━━━━━ Exercise inputs

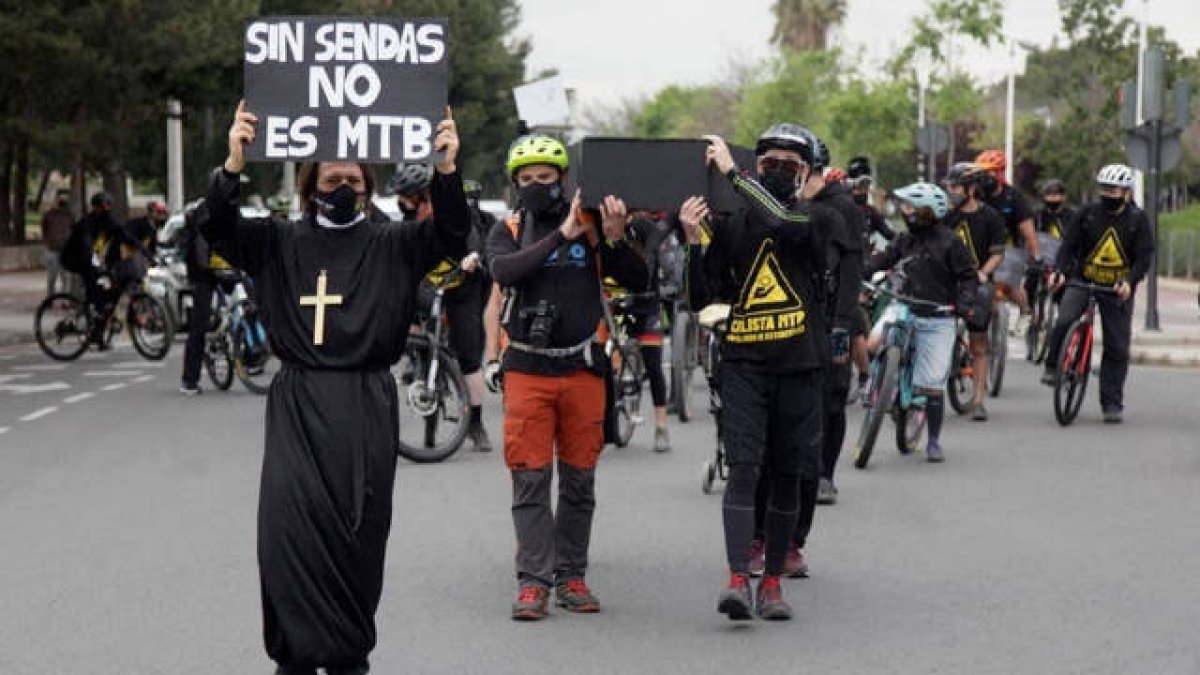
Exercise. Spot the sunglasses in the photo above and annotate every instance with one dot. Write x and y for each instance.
(772, 163)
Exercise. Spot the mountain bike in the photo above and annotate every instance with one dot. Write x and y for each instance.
(1074, 364)
(239, 344)
(889, 388)
(714, 321)
(65, 324)
(435, 418)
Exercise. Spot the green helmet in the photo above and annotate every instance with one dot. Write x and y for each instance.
(531, 150)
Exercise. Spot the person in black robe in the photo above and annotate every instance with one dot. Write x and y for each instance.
(336, 292)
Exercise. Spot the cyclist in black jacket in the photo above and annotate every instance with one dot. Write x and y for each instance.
(1110, 244)
(937, 268)
(766, 261)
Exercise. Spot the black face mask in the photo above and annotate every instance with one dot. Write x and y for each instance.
(781, 184)
(341, 205)
(543, 199)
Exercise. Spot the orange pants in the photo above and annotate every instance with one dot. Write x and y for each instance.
(544, 414)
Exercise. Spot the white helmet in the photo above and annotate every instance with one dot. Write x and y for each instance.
(1116, 175)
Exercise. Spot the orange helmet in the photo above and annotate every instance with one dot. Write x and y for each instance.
(991, 160)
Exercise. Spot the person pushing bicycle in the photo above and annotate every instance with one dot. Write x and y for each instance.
(1110, 244)
(937, 269)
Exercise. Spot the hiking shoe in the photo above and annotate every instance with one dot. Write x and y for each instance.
(480, 441)
(934, 452)
(575, 596)
(979, 413)
(661, 442)
(796, 566)
(531, 604)
(826, 493)
(757, 557)
(771, 604)
(736, 601)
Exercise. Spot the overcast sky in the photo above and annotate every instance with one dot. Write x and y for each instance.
(621, 48)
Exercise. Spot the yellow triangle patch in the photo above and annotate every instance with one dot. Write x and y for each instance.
(1108, 252)
(766, 288)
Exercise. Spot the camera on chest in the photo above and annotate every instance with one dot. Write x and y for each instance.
(539, 321)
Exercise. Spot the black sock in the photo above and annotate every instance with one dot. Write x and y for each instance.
(935, 410)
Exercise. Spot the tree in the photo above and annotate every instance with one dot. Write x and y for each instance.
(803, 25)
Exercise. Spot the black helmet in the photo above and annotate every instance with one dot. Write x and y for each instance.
(411, 179)
(820, 153)
(964, 173)
(785, 136)
(1054, 186)
(101, 199)
(858, 167)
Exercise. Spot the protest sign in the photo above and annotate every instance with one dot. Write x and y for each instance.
(655, 174)
(365, 89)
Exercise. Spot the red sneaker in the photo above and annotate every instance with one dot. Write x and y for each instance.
(575, 596)
(772, 605)
(531, 604)
(736, 599)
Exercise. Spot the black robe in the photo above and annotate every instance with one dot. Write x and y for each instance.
(331, 413)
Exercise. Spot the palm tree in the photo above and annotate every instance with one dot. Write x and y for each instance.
(803, 25)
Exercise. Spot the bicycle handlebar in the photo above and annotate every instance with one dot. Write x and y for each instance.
(909, 299)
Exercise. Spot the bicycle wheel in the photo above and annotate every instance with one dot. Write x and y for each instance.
(432, 422)
(911, 425)
(253, 360)
(60, 326)
(630, 376)
(150, 327)
(997, 345)
(880, 399)
(1073, 371)
(217, 362)
(683, 363)
(960, 386)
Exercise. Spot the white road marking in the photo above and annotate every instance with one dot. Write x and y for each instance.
(42, 368)
(39, 414)
(21, 389)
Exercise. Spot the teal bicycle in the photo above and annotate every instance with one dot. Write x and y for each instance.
(889, 389)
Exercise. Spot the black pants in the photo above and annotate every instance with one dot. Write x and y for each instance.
(1117, 323)
(197, 327)
(771, 425)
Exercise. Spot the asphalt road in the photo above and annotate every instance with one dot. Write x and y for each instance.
(127, 544)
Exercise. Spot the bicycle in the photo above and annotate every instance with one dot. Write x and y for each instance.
(438, 404)
(64, 323)
(685, 358)
(889, 388)
(1045, 312)
(1075, 358)
(713, 321)
(628, 365)
(238, 345)
(960, 384)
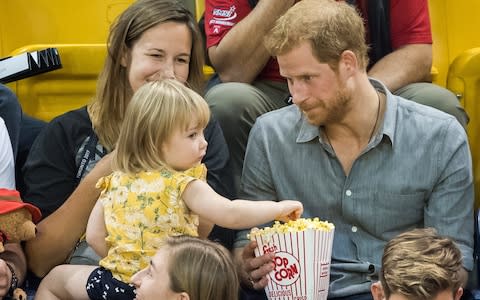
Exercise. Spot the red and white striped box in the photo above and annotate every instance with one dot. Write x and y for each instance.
(303, 250)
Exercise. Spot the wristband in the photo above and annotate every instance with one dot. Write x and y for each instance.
(13, 282)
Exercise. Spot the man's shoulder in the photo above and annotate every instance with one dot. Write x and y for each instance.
(422, 112)
(425, 120)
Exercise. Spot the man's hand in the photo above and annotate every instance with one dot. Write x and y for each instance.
(253, 270)
(5, 278)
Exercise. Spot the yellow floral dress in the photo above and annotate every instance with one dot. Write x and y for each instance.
(141, 210)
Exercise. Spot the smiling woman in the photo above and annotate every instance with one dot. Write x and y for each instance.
(151, 40)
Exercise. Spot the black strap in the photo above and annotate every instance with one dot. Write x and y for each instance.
(379, 29)
(88, 155)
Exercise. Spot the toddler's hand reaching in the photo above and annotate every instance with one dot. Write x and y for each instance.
(289, 210)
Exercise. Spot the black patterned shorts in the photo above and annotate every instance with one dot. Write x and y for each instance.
(101, 285)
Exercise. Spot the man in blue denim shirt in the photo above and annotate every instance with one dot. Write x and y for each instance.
(372, 163)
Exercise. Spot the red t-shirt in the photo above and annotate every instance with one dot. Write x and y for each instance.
(409, 24)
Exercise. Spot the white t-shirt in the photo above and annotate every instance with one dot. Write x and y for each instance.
(7, 166)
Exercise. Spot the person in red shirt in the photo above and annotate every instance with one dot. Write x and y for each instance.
(251, 85)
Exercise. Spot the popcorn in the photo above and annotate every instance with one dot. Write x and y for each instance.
(303, 250)
(301, 224)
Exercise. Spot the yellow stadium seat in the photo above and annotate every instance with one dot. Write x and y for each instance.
(50, 94)
(464, 80)
(454, 27)
(199, 8)
(456, 60)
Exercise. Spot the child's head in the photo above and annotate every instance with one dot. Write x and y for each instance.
(188, 268)
(157, 112)
(420, 265)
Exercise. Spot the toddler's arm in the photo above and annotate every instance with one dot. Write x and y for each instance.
(96, 230)
(237, 214)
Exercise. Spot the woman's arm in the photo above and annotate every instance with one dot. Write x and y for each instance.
(237, 214)
(58, 234)
(97, 231)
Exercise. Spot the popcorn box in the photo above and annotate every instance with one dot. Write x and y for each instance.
(303, 250)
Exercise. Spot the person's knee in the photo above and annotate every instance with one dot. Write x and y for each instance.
(227, 100)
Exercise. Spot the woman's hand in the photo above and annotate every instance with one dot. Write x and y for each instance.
(253, 270)
(290, 210)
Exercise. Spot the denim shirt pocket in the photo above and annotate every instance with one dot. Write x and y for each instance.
(395, 213)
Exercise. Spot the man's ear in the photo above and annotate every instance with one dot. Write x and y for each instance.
(125, 57)
(377, 291)
(458, 293)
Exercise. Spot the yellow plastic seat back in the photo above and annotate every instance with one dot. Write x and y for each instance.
(53, 93)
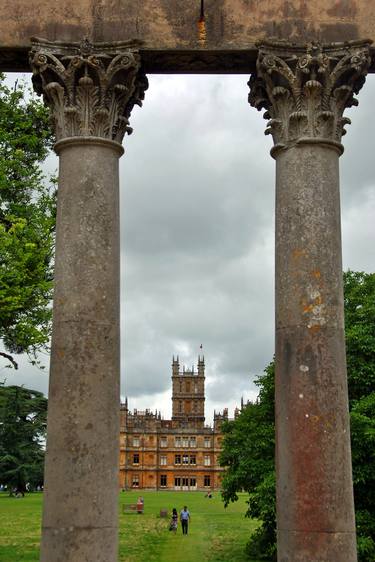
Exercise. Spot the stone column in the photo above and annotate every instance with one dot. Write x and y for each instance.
(90, 91)
(305, 92)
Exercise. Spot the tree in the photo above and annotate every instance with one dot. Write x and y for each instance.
(23, 417)
(27, 221)
(248, 445)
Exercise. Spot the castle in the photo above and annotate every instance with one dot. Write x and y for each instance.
(177, 454)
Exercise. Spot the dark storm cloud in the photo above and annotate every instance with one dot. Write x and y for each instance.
(197, 233)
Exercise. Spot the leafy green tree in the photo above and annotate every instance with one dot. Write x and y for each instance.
(23, 417)
(248, 445)
(27, 221)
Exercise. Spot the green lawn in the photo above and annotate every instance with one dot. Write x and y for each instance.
(215, 534)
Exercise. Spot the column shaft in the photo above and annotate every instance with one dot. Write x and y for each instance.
(305, 90)
(81, 472)
(315, 511)
(90, 90)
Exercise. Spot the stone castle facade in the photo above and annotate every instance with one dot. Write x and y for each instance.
(177, 454)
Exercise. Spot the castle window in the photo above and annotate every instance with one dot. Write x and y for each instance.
(135, 482)
(163, 480)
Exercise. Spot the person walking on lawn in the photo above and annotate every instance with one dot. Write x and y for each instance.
(185, 518)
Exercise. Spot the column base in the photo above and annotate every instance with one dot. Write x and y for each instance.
(309, 546)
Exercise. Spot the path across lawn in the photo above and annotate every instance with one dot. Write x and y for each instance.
(215, 534)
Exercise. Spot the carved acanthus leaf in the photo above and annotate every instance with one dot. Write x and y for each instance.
(305, 90)
(91, 89)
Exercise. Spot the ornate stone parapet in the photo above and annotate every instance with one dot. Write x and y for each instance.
(305, 89)
(91, 89)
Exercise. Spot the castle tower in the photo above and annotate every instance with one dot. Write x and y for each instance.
(188, 393)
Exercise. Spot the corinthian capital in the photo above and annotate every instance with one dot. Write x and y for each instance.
(91, 89)
(305, 90)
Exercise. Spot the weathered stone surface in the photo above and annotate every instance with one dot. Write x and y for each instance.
(81, 476)
(305, 95)
(305, 90)
(175, 36)
(315, 513)
(91, 91)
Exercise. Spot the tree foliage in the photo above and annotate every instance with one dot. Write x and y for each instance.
(23, 416)
(248, 445)
(27, 220)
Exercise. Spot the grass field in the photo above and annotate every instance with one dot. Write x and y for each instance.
(215, 534)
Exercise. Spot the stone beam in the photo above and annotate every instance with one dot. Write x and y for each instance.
(196, 36)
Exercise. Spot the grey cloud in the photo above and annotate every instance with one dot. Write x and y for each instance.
(197, 211)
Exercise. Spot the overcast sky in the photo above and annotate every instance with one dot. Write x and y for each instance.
(197, 232)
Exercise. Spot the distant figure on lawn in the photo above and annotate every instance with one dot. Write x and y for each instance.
(174, 521)
(184, 518)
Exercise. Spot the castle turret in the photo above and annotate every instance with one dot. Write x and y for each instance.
(188, 393)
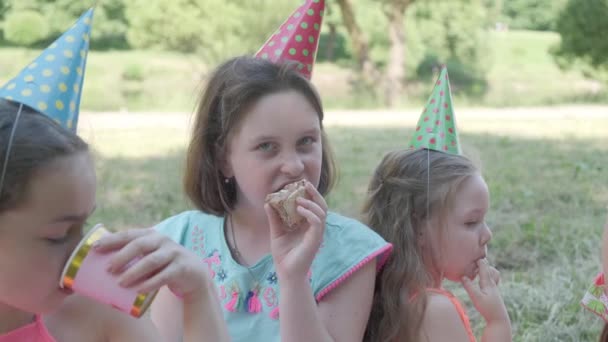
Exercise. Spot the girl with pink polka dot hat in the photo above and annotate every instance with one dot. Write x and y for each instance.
(47, 193)
(595, 299)
(259, 131)
(430, 202)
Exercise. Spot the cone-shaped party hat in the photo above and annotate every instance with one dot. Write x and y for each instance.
(52, 83)
(297, 38)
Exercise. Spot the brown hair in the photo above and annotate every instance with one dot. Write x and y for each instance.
(604, 335)
(399, 203)
(232, 89)
(38, 140)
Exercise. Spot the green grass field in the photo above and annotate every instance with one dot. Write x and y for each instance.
(522, 73)
(546, 169)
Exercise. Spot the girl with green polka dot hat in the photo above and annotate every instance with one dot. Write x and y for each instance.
(430, 202)
(297, 38)
(595, 299)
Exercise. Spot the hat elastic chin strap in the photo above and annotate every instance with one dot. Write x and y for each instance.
(8, 148)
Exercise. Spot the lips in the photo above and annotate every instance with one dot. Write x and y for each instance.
(283, 185)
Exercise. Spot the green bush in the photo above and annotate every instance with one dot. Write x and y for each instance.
(133, 72)
(25, 27)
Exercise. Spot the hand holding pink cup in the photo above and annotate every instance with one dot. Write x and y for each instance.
(86, 273)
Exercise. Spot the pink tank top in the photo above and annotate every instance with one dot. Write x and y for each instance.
(33, 332)
(461, 312)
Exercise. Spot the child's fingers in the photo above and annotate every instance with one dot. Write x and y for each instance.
(472, 290)
(274, 221)
(138, 247)
(313, 207)
(485, 279)
(494, 275)
(146, 266)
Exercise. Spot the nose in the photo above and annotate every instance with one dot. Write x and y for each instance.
(486, 234)
(292, 164)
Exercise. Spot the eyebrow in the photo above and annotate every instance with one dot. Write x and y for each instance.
(73, 218)
(311, 131)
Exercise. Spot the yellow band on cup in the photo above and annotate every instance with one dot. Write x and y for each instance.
(81, 254)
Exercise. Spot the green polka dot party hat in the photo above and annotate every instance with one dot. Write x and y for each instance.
(52, 83)
(436, 128)
(297, 38)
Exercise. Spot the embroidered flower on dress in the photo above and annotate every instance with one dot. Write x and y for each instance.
(221, 275)
(272, 278)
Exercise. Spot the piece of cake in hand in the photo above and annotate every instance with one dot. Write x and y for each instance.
(284, 202)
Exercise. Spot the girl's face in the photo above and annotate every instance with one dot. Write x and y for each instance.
(37, 238)
(464, 240)
(278, 141)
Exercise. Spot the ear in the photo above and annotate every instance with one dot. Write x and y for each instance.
(422, 237)
(223, 159)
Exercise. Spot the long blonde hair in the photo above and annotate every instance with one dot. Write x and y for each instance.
(407, 189)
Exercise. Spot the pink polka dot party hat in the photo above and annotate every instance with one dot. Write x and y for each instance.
(52, 83)
(297, 38)
(436, 128)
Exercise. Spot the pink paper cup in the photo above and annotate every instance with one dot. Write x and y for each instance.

━━━━━━━━━━

§ Given problem
Using the material above, extract the line that contains "Exercise. Spot the girl's" and every line after it, exactly as given; stop at the last line.

§ Right answer
Exercise. Spot the girl's face in the photo above and annotate every instance with one dot. Write x and y for each instance.
(37, 238)
(464, 240)
(278, 141)
Exercise. Spot the ear in the photo above and annotate every instance with one dot. Write x and y for each instance.
(422, 237)
(223, 159)
Exercise. Spot the long blonde hair in the photo above and annotate every instance with one dot. Write x and y for each instance.
(407, 189)
Exercise. Spot the pink polka dot party hat in the photo above and annotate every instance with one dot. Write x and y for each instance.
(52, 83)
(297, 38)
(436, 128)
Exercise. Spot the pink paper cup in the photo above and annotate every instance with one dot. Write x and y for each instance.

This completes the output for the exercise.